## Material for this exercise:
# # # # # # #
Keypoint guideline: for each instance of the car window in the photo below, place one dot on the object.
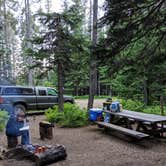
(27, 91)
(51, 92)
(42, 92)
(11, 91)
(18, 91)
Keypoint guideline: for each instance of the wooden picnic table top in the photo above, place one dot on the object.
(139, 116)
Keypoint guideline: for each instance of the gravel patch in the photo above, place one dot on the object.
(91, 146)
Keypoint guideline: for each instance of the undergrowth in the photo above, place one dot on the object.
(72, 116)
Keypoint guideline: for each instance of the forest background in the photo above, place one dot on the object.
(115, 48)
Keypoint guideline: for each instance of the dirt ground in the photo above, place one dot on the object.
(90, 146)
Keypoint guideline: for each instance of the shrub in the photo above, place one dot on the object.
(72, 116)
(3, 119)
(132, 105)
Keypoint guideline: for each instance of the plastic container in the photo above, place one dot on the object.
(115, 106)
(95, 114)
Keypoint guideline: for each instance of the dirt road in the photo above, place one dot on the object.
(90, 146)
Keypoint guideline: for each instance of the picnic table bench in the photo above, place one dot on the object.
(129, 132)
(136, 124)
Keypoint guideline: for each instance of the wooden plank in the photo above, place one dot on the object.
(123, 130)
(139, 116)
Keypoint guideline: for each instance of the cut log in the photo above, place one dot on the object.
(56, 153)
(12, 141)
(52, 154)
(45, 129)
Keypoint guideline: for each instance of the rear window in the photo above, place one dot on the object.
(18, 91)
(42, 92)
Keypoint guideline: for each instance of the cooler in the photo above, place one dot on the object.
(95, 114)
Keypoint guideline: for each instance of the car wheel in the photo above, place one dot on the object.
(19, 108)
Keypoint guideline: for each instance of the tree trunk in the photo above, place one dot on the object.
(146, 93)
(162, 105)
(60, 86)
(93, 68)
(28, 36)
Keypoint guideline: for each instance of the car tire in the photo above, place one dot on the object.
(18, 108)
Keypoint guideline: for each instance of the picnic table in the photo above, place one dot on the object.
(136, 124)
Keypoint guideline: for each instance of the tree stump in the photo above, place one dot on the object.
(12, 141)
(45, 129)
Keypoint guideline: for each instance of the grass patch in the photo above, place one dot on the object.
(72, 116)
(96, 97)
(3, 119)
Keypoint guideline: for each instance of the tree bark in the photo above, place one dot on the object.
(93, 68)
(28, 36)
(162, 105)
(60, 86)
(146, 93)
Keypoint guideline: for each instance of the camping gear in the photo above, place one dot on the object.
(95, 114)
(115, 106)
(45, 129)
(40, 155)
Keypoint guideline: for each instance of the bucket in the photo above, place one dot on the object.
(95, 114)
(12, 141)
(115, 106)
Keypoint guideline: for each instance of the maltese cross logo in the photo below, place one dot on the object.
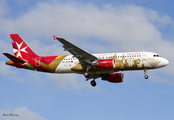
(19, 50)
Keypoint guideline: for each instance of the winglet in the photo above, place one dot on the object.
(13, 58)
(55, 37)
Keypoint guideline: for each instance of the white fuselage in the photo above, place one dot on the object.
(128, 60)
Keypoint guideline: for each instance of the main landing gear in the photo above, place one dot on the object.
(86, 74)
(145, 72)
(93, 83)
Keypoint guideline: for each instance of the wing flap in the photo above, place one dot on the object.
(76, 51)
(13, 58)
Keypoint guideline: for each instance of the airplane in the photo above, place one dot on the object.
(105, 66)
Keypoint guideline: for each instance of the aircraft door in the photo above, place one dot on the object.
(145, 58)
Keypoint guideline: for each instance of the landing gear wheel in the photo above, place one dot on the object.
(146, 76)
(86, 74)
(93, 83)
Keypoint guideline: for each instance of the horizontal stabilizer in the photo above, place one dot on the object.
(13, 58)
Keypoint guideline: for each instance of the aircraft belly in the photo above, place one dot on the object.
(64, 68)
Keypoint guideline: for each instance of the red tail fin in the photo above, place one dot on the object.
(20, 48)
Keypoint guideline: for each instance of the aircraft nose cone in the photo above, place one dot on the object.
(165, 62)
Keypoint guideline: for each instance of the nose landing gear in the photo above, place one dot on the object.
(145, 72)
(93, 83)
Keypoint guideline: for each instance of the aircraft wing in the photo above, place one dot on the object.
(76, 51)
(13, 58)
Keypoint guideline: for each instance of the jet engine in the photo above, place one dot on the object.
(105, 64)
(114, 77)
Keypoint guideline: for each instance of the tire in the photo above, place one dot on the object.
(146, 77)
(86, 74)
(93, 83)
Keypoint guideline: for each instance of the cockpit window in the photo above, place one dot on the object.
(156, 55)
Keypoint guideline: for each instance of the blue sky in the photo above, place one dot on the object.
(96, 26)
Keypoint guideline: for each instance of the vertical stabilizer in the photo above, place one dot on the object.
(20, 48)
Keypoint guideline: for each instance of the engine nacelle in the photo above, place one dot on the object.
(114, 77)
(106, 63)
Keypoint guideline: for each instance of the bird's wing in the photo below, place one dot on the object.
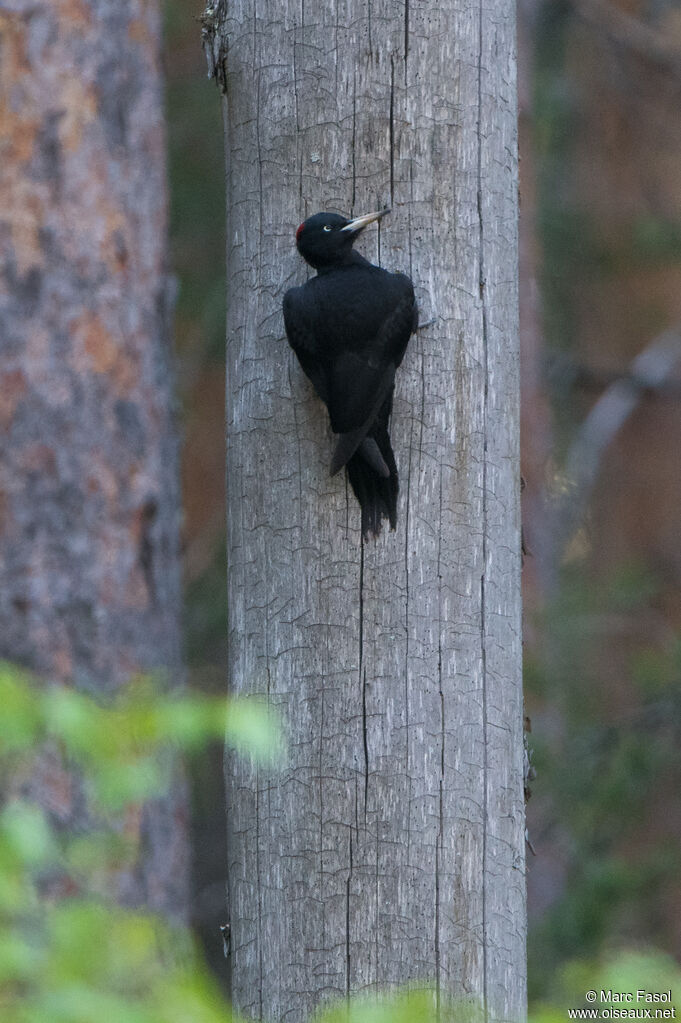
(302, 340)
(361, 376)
# # # # # # #
Rewrite the entire listing with every "place one dot" changed to "put a single point" and everything else kept the same. Leave the pictures out of your answer.

Keypoint guideline: for each instance of the car window in the photo below, put a single point on the object.
(27, 91)
(51, 92)
(42, 92)
(11, 91)
(18, 91)
Keypoint guideline: for each instance of the wooden picnic table top in the photo above, put a single point on the object.
(139, 116)
Keypoint guideline: for each instance of the gravel patch in the photo above, put a single point on the object.
(91, 146)
Keypoint guideline: for each instance of the undergrowth in the photo above, put a single point on the object.
(72, 116)
Keypoint guideline: for each instance of the forest background in the photo above, put a single point on the object.
(115, 48)
Keypoint guideline: for each instance of the dirt ground in the photo above, put a single point on the object.
(90, 146)
Keypoint guideline: for each instance of the shrub in the photo above, put a single point on the object.
(72, 116)
(3, 119)
(132, 105)
Keypoint guideline: for each instance of the plastic container in the photo above, put a single point on the object.
(115, 106)
(95, 114)
Keypoint guideline: for each instance of the dirt road in the photo above, put a single point on the object.
(90, 146)
Keypoint guideline: for each instance of the picnic table bench in the photo above, put a single point on the object.
(129, 132)
(136, 124)
Keypoint guideline: for each instance of the wooden plank in the photo above, put a single point on the object.
(123, 130)
(139, 116)
Keypoint guideline: for each instance of the cut log in the photo above, put a single point on the object.
(56, 153)
(12, 141)
(52, 154)
(45, 129)
Keypoint guideline: for each instance of the rear window in the photo above, put a single point on the object.
(18, 91)
(42, 92)
Keypoint guideline: for each instance of the cooler in the photo above, put a single point on the object.
(95, 114)
Keypoint guideline: for each instance of the car wheel in the photo above, put a single point on the object.
(19, 108)
Keypoint guideline: for each instance of the tree trunk in the photo above, put a single point on the object.
(146, 93)
(162, 105)
(60, 86)
(93, 68)
(28, 36)
Keypoint guideline: for each instance of the car tire in the photo above, put a single point on the object.
(18, 108)
Keypoint guideline: for each instance of the picnic table in the photo above, put a single point on the object.
(136, 124)
Keypoint guideline: for each instance of the tree stump in the photo above, put a single point on the object.
(12, 141)
(45, 129)
Keypoint guideline: for each instance of the grass patch in the photo above, put a single point on the object.
(72, 116)
(96, 97)
(3, 119)
Keypoint guideline: for each instance of the tree bark in the photo above, put a single point on the object.
(93, 68)
(28, 36)
(162, 105)
(60, 86)
(146, 93)
Keypoint guideline: for each instance of the camping gear in the photo above, put a single point on the object.
(95, 114)
(115, 106)
(45, 129)
(40, 155)
Keypoint guideline: for each instance of the bucket in the photo above, put a single point on the object.
(95, 114)
(12, 141)
(115, 106)
Keypoint guideline: for each instance of the maltese cross logo in the photo below, put a single point on the object.
(19, 50)
Keypoint guideline: for each instance of the winglet in the photo above, put a single point on the object.
(13, 58)
(55, 37)
Keypoint guideline: for each instance of the white fuselage in the photo above, put a single point on the object.
(128, 60)
Keypoint guideline: for each instance of the main landing gear in the photo above, put a single point on the object.
(86, 74)
(145, 72)
(93, 83)
Keypoint guideline: for each instance of the wing flap in the photo above, put a single point on the object.
(76, 51)
(13, 58)
Keypoint guideline: for each instance of the airplane in the photo above, put a single point on the object.
(105, 66)
Keypoint guideline: for each instance of the aircraft door in the photo above, put a single point on the object.
(145, 58)
Keypoint guideline: for each instance of the landing gear wheel in the photo above, put a single point on the object.
(146, 76)
(86, 74)
(93, 83)
Keypoint guideline: for each instance of the horizontal stabilizer in the photo above, put a single point on the object.
(13, 58)
Keypoint guideline: for each instance of the aircraft belly in the photo above, put a single point on the object.
(64, 68)
Keypoint guideline: for each instance of the red tail fin in the photo above, put a single point on the object.
(20, 48)
Keypoint guideline: for each instance of the aircraft nose cone in the photo above, put a single point on the object.
(165, 62)
Keypoint guideline: for each instance of the nose landing gear in the photo above, put a single point on the object.
(145, 72)
(93, 83)
Keypoint guideline: for each instance of the aircraft wing in the photo above, put a single point on the object.
(76, 51)
(13, 58)
Keypoint guideline: for each instance of the jet engine in the photo above, put a single point on the object.
(105, 64)
(114, 77)
Keypoint guideline: for each instance of the tire in the photo above, put a single point on the object.
(146, 77)
(86, 74)
(93, 83)
Keypoint guideline: for each instance of the cockpit window in the photo above, put a single point on the object.
(156, 55)
Keypoint guideline: for each instance of the blue sky in the photo above, put a single point on the object.
(96, 26)
Keypoint guideline: for each instance of the vertical stabilizer in the photo above, put a single point on the object.
(20, 48)
Keypoint guideline: for each instance of the engine nacelle in the photo above, put a single point on the object.
(114, 77)
(106, 63)
Keypoint guideline: for each instance of the bird's wing in the photo below, put a single point on the object.
(302, 340)
(361, 376)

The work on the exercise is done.